- _GIVEN PROBLEM_
Write out the data again, starting with its first line and going on through the line with "M 1 1 L 8 2", keeping the requests as they are. Multiply every coordinate in the answers by 0.65 and round to whole numbers, with halves rounded up.

====== EXCERPTED RECORDS

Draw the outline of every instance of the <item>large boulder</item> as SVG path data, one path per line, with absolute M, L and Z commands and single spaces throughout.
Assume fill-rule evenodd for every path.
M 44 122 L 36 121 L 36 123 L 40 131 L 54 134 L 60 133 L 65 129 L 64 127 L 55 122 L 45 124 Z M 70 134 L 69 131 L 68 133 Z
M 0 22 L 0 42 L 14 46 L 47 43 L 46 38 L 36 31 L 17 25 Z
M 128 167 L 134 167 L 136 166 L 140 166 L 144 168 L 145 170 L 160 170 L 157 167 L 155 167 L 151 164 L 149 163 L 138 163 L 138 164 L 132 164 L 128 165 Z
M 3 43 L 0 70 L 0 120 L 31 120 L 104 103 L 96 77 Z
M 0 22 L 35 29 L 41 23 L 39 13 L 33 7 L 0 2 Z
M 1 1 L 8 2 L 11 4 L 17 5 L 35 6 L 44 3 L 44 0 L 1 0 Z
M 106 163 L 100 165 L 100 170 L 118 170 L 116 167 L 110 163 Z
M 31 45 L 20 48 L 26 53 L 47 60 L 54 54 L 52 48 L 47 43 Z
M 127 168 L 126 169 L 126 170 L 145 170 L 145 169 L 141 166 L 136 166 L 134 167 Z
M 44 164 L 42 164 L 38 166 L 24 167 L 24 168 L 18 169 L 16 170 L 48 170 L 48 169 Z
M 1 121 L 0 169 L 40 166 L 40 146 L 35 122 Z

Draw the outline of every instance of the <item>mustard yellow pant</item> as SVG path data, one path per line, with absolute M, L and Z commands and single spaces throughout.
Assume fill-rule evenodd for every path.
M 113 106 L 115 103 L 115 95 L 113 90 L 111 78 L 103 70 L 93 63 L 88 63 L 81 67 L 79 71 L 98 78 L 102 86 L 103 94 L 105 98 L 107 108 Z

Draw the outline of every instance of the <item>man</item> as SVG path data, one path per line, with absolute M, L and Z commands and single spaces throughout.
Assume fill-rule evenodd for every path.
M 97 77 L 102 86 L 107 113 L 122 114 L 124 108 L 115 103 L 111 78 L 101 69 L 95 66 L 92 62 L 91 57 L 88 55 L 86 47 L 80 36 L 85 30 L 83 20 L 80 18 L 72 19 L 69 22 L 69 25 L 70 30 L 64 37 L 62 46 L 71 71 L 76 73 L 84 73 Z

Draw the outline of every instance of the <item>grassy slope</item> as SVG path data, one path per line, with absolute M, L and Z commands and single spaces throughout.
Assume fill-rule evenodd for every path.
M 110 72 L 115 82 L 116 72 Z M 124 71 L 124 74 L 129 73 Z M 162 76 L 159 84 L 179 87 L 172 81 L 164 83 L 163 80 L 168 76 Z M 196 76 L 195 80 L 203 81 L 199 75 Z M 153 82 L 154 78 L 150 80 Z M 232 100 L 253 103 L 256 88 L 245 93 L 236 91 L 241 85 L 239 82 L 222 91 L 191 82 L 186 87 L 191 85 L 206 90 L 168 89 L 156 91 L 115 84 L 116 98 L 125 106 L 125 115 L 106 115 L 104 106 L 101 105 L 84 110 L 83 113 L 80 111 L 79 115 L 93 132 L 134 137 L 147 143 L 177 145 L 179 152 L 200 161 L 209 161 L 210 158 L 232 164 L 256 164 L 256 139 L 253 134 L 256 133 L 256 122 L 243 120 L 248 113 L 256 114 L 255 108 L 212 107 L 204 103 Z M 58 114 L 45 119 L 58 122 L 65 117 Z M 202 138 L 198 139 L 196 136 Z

============

- _SOLUTION TO THIS TASK_
Draw the outline of every instance of the <item>large boulder</item> as SVG path data, one path per line, with absolute M, L and Z commands and single spaces throughout.
Assume fill-rule evenodd for every path.
M 29 79 L 23 79 L 23 80 L 26 85 L 35 87 L 39 86 L 42 84 L 42 83 L 36 79 L 29 81 Z M 46 87 L 45 85 L 44 86 Z
M 0 14 L 0 27 L 9 30 L 31 28 L 30 25 L 23 20 L 11 16 Z
M 83 109 L 87 109 L 88 108 L 91 108 L 94 109 L 94 111 L 104 111 L 102 109 L 101 109 L 98 107 L 97 106 L 90 106 L 90 107 L 86 107 L 83 107 Z
M 2 28 L 0 46 L 0 78 L 20 78 L 68 67 L 62 50 Z
M 0 14 L 23 19 L 27 15 L 25 8 L 21 5 L 0 1 Z
M 1 1 L 5 1 L 7 3 L 11 3 L 23 4 L 29 2 L 29 0 L 1 0 Z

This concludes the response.